** SUPPLIED MATERIAL follows **

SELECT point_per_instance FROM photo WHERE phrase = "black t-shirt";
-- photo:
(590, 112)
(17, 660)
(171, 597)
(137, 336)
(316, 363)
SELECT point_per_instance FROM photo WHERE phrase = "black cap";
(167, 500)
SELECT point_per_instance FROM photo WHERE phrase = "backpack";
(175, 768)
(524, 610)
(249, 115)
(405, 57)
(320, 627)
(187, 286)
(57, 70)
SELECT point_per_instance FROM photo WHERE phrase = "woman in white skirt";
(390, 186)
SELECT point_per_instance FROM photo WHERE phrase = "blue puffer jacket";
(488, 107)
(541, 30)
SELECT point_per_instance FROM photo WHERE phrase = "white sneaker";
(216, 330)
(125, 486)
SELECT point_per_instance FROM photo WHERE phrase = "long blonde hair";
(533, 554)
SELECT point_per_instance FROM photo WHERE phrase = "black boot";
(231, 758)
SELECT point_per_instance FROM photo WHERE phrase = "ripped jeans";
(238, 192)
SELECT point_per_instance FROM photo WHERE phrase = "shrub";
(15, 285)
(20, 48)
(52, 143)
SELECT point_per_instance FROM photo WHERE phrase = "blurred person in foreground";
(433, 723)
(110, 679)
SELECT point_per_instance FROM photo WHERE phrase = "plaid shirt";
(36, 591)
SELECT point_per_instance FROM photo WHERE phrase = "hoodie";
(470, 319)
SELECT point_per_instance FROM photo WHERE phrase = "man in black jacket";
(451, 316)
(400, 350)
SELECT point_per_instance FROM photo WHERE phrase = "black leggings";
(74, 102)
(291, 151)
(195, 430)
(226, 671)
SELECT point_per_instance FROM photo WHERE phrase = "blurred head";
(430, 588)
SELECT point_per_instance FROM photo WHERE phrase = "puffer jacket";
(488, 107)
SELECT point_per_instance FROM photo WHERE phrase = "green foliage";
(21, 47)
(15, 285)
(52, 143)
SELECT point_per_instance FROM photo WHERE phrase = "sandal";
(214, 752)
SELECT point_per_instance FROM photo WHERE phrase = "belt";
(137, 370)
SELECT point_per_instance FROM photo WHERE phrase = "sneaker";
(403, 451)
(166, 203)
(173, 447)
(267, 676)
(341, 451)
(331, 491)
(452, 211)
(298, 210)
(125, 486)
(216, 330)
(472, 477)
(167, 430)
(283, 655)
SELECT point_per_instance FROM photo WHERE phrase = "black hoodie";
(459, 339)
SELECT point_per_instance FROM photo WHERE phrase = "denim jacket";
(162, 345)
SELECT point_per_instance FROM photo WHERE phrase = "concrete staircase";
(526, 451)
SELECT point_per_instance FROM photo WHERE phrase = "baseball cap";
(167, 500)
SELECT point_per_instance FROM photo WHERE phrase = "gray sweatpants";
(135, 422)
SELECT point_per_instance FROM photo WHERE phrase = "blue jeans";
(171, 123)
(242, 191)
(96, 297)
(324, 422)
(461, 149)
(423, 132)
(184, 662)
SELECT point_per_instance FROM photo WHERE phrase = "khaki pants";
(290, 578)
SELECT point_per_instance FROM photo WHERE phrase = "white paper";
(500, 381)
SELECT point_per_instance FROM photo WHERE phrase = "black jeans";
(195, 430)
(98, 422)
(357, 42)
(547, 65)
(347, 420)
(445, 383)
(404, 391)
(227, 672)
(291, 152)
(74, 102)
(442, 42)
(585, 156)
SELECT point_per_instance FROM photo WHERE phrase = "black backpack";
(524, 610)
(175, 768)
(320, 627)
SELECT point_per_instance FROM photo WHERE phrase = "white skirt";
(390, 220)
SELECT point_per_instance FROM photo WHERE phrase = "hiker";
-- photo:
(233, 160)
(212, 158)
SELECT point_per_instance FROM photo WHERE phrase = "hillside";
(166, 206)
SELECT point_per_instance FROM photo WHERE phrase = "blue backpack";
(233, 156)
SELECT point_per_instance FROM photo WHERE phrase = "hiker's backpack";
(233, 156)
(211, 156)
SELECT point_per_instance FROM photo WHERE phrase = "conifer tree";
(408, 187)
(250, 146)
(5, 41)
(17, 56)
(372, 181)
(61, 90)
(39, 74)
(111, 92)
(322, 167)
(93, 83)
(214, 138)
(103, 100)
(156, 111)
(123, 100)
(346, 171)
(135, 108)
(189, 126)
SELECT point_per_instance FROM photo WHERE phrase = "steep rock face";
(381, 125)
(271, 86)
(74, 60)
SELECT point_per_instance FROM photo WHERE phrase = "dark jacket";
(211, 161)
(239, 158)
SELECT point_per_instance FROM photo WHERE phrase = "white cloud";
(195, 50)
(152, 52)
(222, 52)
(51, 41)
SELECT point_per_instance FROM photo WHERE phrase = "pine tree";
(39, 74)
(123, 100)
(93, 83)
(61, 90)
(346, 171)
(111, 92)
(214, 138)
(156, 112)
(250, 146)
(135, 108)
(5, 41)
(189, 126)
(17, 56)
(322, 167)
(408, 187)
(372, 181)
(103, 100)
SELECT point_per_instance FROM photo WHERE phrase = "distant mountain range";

** End of SUPPLIED MATERIAL **

**THE TASK**.
Generate an exact reproduction of all entries.

**ANSWER FOR THIS EXERCISE**.
SELECT point_per_instance FROM photo WHERE phrase = "black t-shirt";
-- photo:
(590, 112)
(17, 660)
(171, 597)
(137, 336)
(316, 363)
SELECT point_per_instance FROM photo WHERE phrase = "black cap";
(167, 500)
SELECT point_per_instance FROM photo WHERE phrase = "backpack";
(175, 768)
(524, 610)
(249, 115)
(405, 57)
(320, 627)
(187, 286)
(57, 70)
SELECT point_per_instance FROM photo WHERE phrase = "woman in white skirt";
(390, 186)
SELECT point_per_instance FROM photo WHERE phrase = "blue puffer jacket";
(488, 107)
(541, 30)
SELECT point_per_instance FROM photo WHERE phrase = "white sneaker";
(216, 330)
(125, 486)
SELECT point_per_instance FROM photo WHERE phrase = "long blonde hair";
(533, 554)
SELECT point_per_instance FROM photo WHERE phrase = "black boot";
(231, 758)
SELECT point_per_instance FROM photo WHERE phrase = "ripped jeans";
(238, 192)
SELECT point_per_instance FROM photo WHERE phrase = "shrub";
(15, 285)
(20, 48)
(52, 143)
SELECT point_per_instance FROM photo WHERE phrase = "blurred person in foreground";
(433, 723)
(110, 679)
SELECT point_per_instance FROM photo WHERE phrase = "plaid shirt";
(36, 591)
SELECT point_per_instance FROM photo WHERE phrase = "hoodie";
(470, 319)
SELECT point_per_instance FROM photo WHERE phrase = "man in black jacket";
(451, 316)
(400, 350)
SELECT point_per_instance FROM photo WHERE phrase = "black leggings";
(74, 102)
(291, 151)
(195, 430)
(226, 671)
SELECT point_per_instance FROM photo WHERE phrase = "blurred head";
(430, 588)
SELECT point_per_instance FROM photo WHERE phrase = "puffer jacket";
(488, 107)
SELECT point_per_instance FROM photo WHERE phrase = "green foliage";
(21, 47)
(15, 285)
(52, 143)
SELECT point_per_instance FROM photo WHERE phrase = "sandal";
(214, 752)
SELECT point_per_instance FROM photo WHERE phrase = "belt";
(137, 370)
SELECT point_per_instance FROM photo WHERE phrase = "sneaker";
(403, 451)
(166, 203)
(173, 447)
(267, 676)
(341, 451)
(331, 491)
(452, 211)
(298, 210)
(125, 486)
(216, 330)
(472, 477)
(167, 430)
(283, 655)
SELECT point_per_instance FROM photo WHERE phrase = "black hoodie";
(459, 339)
SELECT point_per_instance FROM photo WHERE phrase = "denim jacket";
(162, 345)
SELECT point_per_instance FROM photo WHERE phrase = "concrete staircase";
(526, 451)
SELECT point_per_instance FROM photo WHERE phrase = "baseball cap";
(167, 500)
SELECT point_per_instance FROM photo WHERE phrase = "gray sweatpants";
(135, 422)
SELECT point_per_instance FROM photo WHERE phrase = "blue jeans";
(171, 123)
(242, 191)
(96, 297)
(324, 422)
(461, 149)
(423, 132)
(184, 662)
SELECT point_per_instance FROM photo WHERE phrase = "khaki pants";
(290, 578)
SELECT point_per_instance FROM photo WHERE phrase = "white paper";
(500, 381)
SELECT point_per_instance FROM photo WHERE phrase = "black jeans";
(195, 430)
(98, 422)
(357, 42)
(547, 65)
(347, 420)
(445, 383)
(404, 391)
(227, 672)
(291, 152)
(74, 102)
(442, 42)
(585, 156)
SELECT point_per_instance FROM photo WHERE phrase = "black backpack";
(524, 610)
(175, 768)
(320, 627)
SELECT point_per_instance FROM photo WHERE phrase = "white skirt";
(390, 220)
SELECT point_per_instance FROM photo WHERE phrase = "hiker";
-- photo:
(233, 160)
(212, 158)
SELECT point_per_instance FROM photo WHERE phrase = "hillside";
(166, 206)
SELECT point_per_instance FROM photo WHERE phrase = "blue backpack";
(233, 156)
SELECT point_per_instance FROM photo WHERE phrase = "hiker's backpack";
(233, 156)
(211, 156)
SELECT point_per_instance FROM photo WHERE phrase = "conifer tree";
(408, 187)
(250, 146)
(5, 41)
(17, 56)
(372, 181)
(61, 90)
(39, 74)
(111, 92)
(322, 167)
(93, 83)
(214, 138)
(103, 100)
(156, 111)
(123, 100)
(346, 171)
(135, 108)
(189, 126)
SELECT point_per_instance FROM photo WHERE phrase = "steep rock face";
(381, 125)
(271, 86)
(74, 60)
SELECT point_per_instance FROM photo WHERE phrase = "dark jacket";
(211, 161)
(239, 158)
SELECT point_per_instance FROM photo WHERE phrase = "white cloud";
(195, 50)
(152, 52)
(222, 52)
(51, 41)
SELECT point_per_instance FROM photo WHERE phrase = "pine tree";
(39, 74)
(123, 100)
(93, 83)
(61, 90)
(346, 171)
(111, 92)
(214, 138)
(156, 112)
(250, 146)
(135, 108)
(5, 41)
(189, 126)
(17, 56)
(322, 167)
(408, 187)
(372, 181)
(103, 100)
SELECT point_per_instance FROM photo WHERE phrase = "distant mountain range";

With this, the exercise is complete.